→ Page text

The UK Defence Committee has proposed an inquiry into the recent, messy end of the 20 year war in Afghanistan. The scrutiny body has laid out a series of questions it wants answered. But it’s far from the inquiry we need into the decades-long disaster.
Committee chair Tobias Elwood MP said:
The sheer speed of the Taliban takeover following our withdrawal from Afghanistan sent shockwaves across the world. After twenty years of war, the images of Taliban fighters celebrating victory on the streets of Kabul are sobering. It has been a dark and troubling time for the West and supporters of democracy and human rights worldwide.
Pot, kettle?
Certainly the resurgent Taliban is no friend of human rights and democracy. But this isn’t the whole story. The scope of the inquiry will not extend to the legacy of human rights abuses carried out in Afghanistan by the West and its allies.
There is no mention in the proposal of the bombings, the night raids, the drone attacks or the Western-trained death squads – nor the huge profits made by arms firms during the war.
Defense stocks during the War in Afghanistan:
Lockheed Martin: 1,236% return
Northrop Grumman: 1,196% return
Boeing: 975% return
General Dynamics: 625% return
Raytheon: 331% returnMilitary-industrial complex greed kept us in this war. It never had to be like this.
— Public Citizen (@Public_Citizen) August 26, 2021
The questions proposed are very narrow in scope, often focusing on recent events only. It also covers whether the disaster will affect future UK wars and occupations. One question reads:
What effect will the withdrawal have on future operations, and what will be the impact on the willingness of local personnel to work with, and support, the UK in future operations?
A key priority, then, seems to be the next war. Wherever that will be…
A real inquiry?

→ What to produce
Reproduce the Afghanistan inquiry piece word for word, starting at "There is no" and ending at "during the war.". The lines that follow have nothing to do with the Afghanistan inquiry piece.

→ Dataset rows

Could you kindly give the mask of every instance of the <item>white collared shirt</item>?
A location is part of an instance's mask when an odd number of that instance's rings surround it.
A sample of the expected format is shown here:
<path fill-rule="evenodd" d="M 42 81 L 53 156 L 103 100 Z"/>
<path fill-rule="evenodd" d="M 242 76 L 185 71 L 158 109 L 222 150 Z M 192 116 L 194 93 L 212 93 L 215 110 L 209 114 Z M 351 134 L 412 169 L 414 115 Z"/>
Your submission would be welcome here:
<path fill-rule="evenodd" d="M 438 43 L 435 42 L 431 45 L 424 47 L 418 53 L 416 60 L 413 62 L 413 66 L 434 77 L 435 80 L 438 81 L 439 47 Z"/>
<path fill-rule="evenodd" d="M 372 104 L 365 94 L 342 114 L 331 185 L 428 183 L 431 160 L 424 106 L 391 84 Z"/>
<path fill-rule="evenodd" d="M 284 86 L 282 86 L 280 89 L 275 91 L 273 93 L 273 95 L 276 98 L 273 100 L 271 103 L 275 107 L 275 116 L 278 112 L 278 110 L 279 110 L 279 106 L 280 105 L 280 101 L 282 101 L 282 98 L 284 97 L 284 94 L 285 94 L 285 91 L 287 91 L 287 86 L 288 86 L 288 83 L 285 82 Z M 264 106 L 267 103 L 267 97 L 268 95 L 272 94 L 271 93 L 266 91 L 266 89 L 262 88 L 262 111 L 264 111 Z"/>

→ Solution below
There is no mention in the proposal of the bombings, the night raids, the drone attacks or the Western-trained death squads – nor the huge profits made by arms firms during the war.